TEXT SECTION -
________________________
Almost fully a decade after the fateful blue-sky morning that was no darker inside the old art gallery auditorium than it would become outside, a news item from the BBC caught my eye, once again drawing together the history of art with questions about the contemporary practices of Islam. The proverbially curious case of a French gargoyle nicknamed Ahmed is almost too perfect a study in the ways in which grappling with a thorny problem of medieval cultural history can produce, as a side effect, a more sensible way to understand situations that are presented by the fact of modernity. And likewise, sometimes an example from modernity can appear as a diachronic cipher to clarify the tangled mess of a little-understood problem of an earlier period. As much as medieval monsters can solve modernity, modern monsters talk back loudly and speak to the Middle Ages.
Emmanuel Fourchet, a French-Catholic stonemason employed on a project of refurbishing the exterior of the Cathedral of Saint Stephen in Lyon, elected to carve one out of almost a score of new gargoyles with the visage of the French-Muslim project foreman, Ahmed Benzizine, in honor of his adept leadership and excellent treatment of the men working at the site. At the base of the figure Fourchet carved a legend in French and in Arabic that is wholly in keeping with Church teachings: “God is great.” The presence of those words in Arabic — Allāhu akbar — on the cathedral façade provoked all the predictable criticisms. An ultra-conservative group claiming that the gargoyle and its legend diluted French identity issued a statement implicitly calling for no more religious freedom to be extended to Muslims in lay France than Christians are granted in countries governed as only the most repressive of Muslim theocracies: “While in many Muslim countries Christianity is forbidden and Christians persecuted, in Lyon Muslims take over our churches at their leisure with the complicity of Catholic authorities.” To his eternal credit — inshallah! — a spokesman for the cathedral drew attention to the doctrinal acceptability of pronouncing God’s greatness in every language and appealed to the history of gargoyle carving to suggest that nor was this choice out of line with the artisanal tradition.
The spokesman was, of course, correct. Modern Europe has a long pre-modern historical tradition of churches — some purpose-built, like the Church of San Román in Toledo, and some appropriated and reconsecrated, like the so-called Mosque Cathedral, properly the Cathedral of Our Lady of the Assumption, in Córdoba — being decorated with God’s praises written out in a universally-used language that Islam considers to be God’s own, and also with ornamentation full of sound and fury meant to look like Arabic script but signifying nothing. And, as we learn from Michael Camille, the gargoyles that adorn the façades of still other European churches are a site for satire, experiment and imagination that often serve as much as a mirror as they do as a window onto the past. In his posthumously-published The Gargoyles of Notre-Dame: Medievalism and the Monsters of Modernity, Camille wrote about the modern restoration of the façade of Notre Dame and in particular the recreation mounted by the architects, especially Eugene-Emmanuel Viollet-le-Duc, of the medieval gargoyles. They were “made new” (Camille 2009, 6) as much as artifacts of the Enlightenment as throwbacks to the medieval aesthetic past that had been altered and wrecked earlier in modernity; recreating the façade required a reconciliation of reason with medieval monstrosity:
Viollet-le-Duc began… with the now-famous statement ‘Both the word and the thing are modern,’ the adjective ‘modern’ having itself only just come into use… In this brand-new Paris, an imagined medieval past came back to haunt the present in the guise of the chimeras. No longer viewed as monsters of the medieval edge, the wild thins and hybrid creatures of the medieval forest, they transformed, as all monsters must, to become the abject chimeras of modernity (Camille 2009, xiv).
________________________
PROBLEM A -
Write out the stretch of the gargoyle passage from "Almost fully a" through "the Middle Ages.".

Entries from a point annotation set -
________________________
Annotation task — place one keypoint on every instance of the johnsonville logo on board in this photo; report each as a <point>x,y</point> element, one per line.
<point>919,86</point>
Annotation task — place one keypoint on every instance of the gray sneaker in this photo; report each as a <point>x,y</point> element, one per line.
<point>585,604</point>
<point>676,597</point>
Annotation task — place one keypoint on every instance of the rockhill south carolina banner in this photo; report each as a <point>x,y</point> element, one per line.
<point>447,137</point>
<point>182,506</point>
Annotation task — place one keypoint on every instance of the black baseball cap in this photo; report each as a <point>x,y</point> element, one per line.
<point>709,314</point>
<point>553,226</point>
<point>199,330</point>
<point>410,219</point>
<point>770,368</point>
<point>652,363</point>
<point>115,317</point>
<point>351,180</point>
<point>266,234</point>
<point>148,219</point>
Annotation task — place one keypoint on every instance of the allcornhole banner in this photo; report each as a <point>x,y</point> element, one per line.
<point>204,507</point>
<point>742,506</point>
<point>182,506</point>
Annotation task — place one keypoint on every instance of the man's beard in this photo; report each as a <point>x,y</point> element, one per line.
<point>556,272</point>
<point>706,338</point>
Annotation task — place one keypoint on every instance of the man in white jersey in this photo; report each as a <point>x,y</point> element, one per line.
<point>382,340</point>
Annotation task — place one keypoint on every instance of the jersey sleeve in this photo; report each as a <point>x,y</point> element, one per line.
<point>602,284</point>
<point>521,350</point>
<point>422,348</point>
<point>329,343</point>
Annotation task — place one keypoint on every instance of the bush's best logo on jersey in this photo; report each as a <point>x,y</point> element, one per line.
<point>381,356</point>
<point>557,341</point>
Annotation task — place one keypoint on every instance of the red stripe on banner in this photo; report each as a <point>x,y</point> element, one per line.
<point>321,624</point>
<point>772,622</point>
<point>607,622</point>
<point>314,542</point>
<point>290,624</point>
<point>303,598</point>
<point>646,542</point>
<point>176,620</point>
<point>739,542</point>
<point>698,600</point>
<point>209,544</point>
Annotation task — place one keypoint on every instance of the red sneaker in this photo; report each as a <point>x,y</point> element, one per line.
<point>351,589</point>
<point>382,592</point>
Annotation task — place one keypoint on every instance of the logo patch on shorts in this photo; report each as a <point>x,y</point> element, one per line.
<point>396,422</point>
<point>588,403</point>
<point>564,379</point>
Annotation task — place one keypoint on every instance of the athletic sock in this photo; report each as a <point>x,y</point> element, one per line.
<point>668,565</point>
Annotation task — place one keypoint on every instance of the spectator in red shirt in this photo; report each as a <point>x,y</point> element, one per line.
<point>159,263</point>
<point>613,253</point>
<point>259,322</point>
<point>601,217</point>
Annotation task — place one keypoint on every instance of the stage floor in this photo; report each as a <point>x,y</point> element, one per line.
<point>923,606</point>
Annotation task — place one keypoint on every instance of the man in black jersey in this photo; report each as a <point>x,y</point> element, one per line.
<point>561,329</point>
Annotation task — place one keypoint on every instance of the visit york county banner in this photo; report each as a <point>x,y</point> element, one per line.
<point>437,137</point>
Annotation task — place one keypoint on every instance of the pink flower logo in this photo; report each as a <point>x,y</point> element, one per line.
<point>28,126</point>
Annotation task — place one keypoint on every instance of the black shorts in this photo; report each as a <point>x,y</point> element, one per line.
________________________
PROBLEM B -
Repeat the stretch of the records from the line containing "of the stage" through the line containing "<point>561,329</point>", both lines included.

TASK OUTPUT A -
Almost fully a decade after the fateful blue-sky morning that was no darker inside the old art gallery auditorium than it would become outside, a news item from the BBC caught my eye, once again drawing together the history of art with questions about the contemporary practices of Islam. The proverbially curious case of a French gargoyle nicknamed Ahmed is almost too perfect a study in the ways in which grappling with a thorny problem of medieval cultural history can produce, as a side effect, a more sensible way to understand situations that are presented by the fact of modernity. And likewise, sometimes an example from modernity can appear as a diachronic cipher to clarify the tangled mess of a little-understood problem of an earlier period. As much as medieval monsters can solve modernity, modern monsters talk back loudly and speak to the Middle Ages.

TASK OUTPUT B -
Annotation task — place one keypoint on every instance of the stage floor in this photo; report each as a <point>x,y</point> element, one per line.
<point>923,606</point>
Annotation task — place one keypoint on every instance of the man in black jersey in this photo; report each as a <point>x,y</point> element, one per line.
<point>561,329</point>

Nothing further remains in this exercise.